Provided records:

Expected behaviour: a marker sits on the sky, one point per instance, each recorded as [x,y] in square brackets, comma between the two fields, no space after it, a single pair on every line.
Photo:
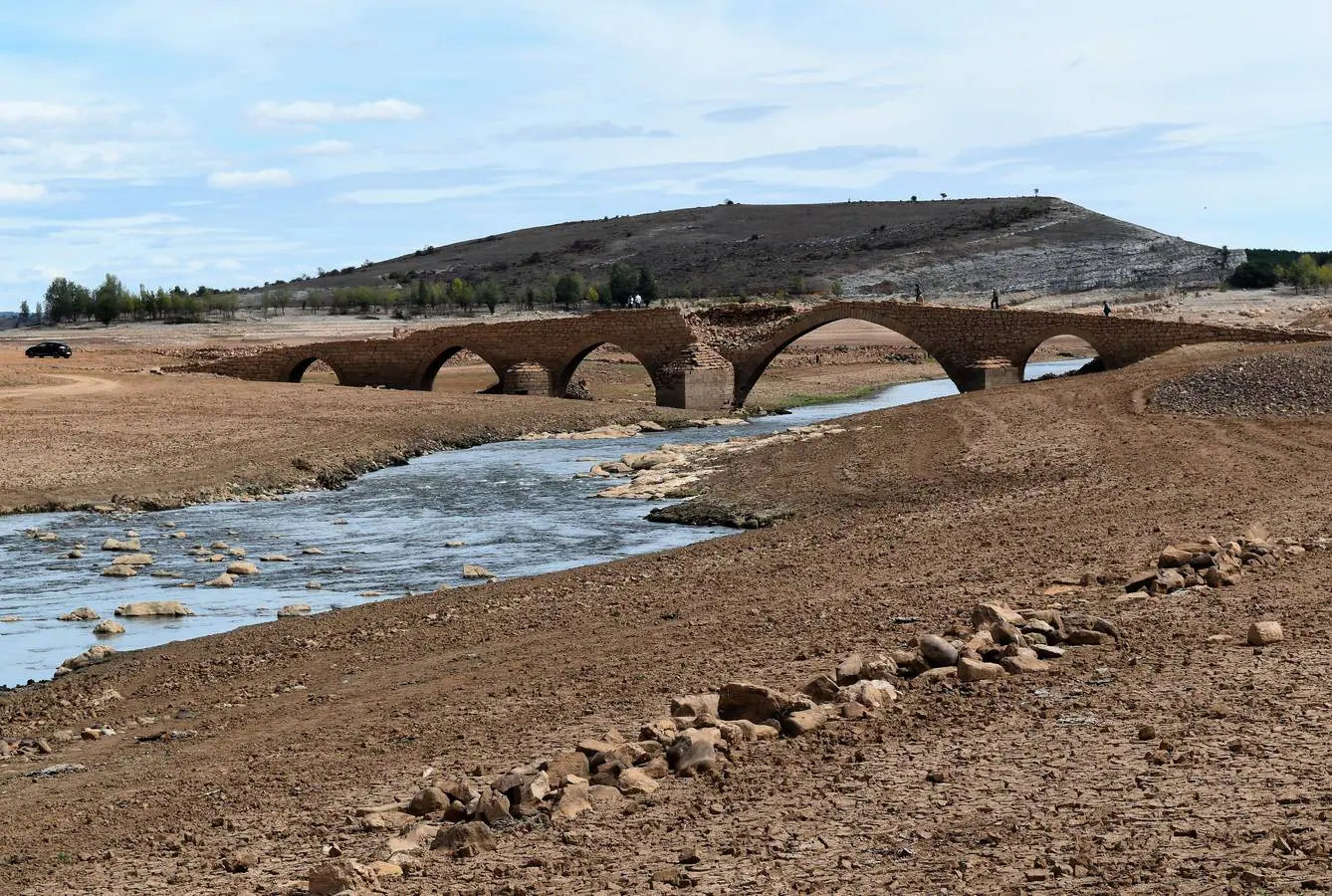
==
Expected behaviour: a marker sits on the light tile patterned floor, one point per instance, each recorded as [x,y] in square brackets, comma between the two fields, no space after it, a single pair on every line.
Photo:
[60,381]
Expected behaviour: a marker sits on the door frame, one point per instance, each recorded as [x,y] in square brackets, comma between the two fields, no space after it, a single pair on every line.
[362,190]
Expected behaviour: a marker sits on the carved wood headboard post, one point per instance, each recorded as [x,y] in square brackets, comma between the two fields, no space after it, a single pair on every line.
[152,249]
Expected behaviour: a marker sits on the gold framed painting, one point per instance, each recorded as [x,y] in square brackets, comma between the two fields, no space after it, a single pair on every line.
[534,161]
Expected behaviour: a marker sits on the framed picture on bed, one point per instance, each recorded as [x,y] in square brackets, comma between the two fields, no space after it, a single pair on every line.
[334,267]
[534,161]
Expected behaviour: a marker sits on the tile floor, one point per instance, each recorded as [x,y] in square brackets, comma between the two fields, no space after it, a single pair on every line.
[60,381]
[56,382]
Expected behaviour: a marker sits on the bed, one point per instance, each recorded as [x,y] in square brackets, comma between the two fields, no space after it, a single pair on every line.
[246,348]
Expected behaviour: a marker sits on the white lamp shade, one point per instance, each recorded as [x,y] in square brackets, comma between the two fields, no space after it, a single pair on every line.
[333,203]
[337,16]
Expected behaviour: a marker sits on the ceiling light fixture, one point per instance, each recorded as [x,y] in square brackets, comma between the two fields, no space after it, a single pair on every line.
--
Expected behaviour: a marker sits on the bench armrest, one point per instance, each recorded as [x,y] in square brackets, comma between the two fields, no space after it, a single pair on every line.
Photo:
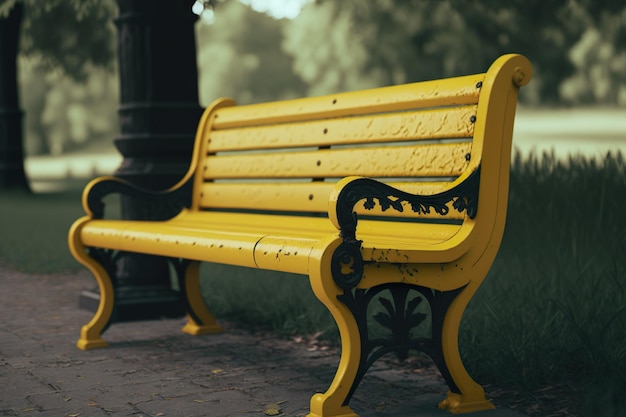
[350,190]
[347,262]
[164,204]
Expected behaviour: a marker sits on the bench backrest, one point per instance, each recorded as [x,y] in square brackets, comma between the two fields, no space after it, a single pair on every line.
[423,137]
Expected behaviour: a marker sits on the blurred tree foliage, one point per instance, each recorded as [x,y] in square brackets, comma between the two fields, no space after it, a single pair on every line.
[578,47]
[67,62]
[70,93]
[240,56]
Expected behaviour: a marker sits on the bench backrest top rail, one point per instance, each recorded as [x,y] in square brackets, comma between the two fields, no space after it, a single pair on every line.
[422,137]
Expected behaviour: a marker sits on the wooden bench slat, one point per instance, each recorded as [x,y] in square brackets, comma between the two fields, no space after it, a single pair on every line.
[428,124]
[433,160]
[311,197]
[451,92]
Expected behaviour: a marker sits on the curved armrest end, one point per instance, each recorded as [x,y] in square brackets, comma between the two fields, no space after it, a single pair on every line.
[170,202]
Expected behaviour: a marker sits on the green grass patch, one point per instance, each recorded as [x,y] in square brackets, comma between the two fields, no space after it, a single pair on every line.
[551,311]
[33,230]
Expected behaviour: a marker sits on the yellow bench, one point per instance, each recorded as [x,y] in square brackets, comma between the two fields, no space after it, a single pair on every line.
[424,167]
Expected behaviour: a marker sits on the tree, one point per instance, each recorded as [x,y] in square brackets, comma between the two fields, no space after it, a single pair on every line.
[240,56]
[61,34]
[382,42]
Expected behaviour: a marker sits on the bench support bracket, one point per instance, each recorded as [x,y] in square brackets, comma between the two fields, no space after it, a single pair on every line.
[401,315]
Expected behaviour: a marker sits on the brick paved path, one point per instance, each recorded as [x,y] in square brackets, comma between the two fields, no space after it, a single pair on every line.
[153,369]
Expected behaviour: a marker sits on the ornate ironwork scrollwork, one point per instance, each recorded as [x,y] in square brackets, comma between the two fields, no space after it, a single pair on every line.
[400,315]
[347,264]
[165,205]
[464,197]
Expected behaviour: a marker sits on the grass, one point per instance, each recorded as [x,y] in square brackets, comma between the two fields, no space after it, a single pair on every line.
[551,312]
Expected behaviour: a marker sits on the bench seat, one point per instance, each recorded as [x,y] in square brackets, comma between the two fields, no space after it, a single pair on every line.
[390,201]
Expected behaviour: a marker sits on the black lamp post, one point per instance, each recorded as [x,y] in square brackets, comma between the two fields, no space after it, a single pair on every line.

Aim of the task:
Extract from the listing above the lines between the line containing "Expected behaviour: a marker sits on the bench seat, one" and the line containing "Expected behaviour: a marker sits on the black", keeping both of those lines. Output nothing else.

Exercise response:
Expected behaviour: a marker sits on the bench seat, one point per instance, each recorded as [x,y] in square brackets, comma between the two fields, no space after it, a single pair on every line.
[390,201]
Expected behaviour: a marker sits on the black lamp post, one point per instance, each recorded as [x,y] in square brackets, comma between the two fields, no space after it, a single pair on every line.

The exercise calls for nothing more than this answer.